• _Provided passage_:
◆ ◆ ◆

Musings at the intersection of business and life

Reduce costs and risk with independent contractors

Growing a Business
April 5, 2010 by Kathleen Allen

In a post last week about the potential effect of the new Healthcare bill on small business, I talked about the importance of assessing your business's cash flow position so you can weather the changes that will be coming. Insuring that your business is sufficiently cash flow positive is the first step.  The second step is to make sure that your business remains flexible and ready to change quickly.  That means not taking on non-essential capital expenditures such as a new building,  new equipment, or even extra people for that matter.

Yes, the healthcare bill offers some minimal incentives to qualified small businesses in the form of tax credits  to encourage them to hire unemployed workers, but those incentives don't last long.  If your business is in a state like California where it's very difficult to let people go once they're an employee, you want to make sure that anyone you hire using the tax credit is someone that 1) you need for the long term and 2) can afford even without the credit. But, there is another choice, and it involves hiring independent contractors. An independent contractor (IC)  is someone who has his or her own business and offers products and/or services to many individuals or companies.  You hire the IC to undertake a specific project.  You set the goals of the project, the metrics for success, and the due date; but here's the catch--you cannot dictate the details of how the job actually gets done.  In other words, you don't have as much control over the IC as you do over your employees. So as long as the job gets done to your satisfaction, your IC could do the work from a cruise ship in the Caribbean if she wanted to.

◆ ◆ ◆

• _Records provided_:

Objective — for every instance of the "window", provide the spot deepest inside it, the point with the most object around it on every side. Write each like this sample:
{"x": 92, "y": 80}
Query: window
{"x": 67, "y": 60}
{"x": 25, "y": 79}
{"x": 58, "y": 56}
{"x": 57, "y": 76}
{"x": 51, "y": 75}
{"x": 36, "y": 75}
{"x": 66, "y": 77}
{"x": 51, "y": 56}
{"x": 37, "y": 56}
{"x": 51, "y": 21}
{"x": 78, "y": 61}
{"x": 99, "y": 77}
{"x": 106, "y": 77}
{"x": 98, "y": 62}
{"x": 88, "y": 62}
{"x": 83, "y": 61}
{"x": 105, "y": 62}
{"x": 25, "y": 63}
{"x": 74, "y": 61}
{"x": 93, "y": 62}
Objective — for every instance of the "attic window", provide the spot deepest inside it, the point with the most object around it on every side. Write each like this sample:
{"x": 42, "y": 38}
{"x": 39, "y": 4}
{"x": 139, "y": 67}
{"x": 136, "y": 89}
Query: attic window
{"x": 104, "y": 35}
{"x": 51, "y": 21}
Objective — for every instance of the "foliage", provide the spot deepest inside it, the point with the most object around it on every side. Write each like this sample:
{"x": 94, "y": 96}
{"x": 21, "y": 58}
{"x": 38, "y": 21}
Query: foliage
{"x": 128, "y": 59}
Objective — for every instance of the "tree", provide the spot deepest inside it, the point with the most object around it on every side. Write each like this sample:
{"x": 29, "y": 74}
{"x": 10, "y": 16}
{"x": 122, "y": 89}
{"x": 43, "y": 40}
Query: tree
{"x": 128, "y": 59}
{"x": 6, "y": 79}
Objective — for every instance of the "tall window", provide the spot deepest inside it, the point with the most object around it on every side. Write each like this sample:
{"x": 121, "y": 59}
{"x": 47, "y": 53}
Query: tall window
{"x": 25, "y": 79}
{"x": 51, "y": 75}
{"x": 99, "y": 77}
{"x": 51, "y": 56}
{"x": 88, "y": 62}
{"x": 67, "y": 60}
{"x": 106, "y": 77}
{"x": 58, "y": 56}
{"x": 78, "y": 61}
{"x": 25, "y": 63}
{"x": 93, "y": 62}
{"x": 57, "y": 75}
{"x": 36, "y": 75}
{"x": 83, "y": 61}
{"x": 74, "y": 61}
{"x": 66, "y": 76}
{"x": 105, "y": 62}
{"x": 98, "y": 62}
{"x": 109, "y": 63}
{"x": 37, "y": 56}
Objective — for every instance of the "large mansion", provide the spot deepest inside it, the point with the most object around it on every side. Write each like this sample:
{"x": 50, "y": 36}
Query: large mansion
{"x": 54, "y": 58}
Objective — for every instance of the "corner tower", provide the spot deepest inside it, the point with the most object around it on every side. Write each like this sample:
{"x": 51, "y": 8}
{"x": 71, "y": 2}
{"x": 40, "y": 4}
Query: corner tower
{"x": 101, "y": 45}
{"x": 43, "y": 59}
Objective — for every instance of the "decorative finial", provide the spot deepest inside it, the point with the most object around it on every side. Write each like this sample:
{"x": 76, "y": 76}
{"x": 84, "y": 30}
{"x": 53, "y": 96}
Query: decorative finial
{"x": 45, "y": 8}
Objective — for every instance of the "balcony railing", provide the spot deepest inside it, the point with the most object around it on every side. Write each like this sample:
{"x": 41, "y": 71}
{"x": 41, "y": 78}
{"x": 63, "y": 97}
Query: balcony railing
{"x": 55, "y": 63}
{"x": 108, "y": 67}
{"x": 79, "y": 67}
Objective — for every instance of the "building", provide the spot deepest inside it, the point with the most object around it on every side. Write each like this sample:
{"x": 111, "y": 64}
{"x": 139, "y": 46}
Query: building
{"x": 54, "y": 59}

◆ ◆ ◆

According to the post on independent contractors, what can a business that hires an independent contractor not dictate? The entries are separate material with no connection to the text.

• _Solution to this exercise_: The business cannot dictate the details of how the job actually gets done.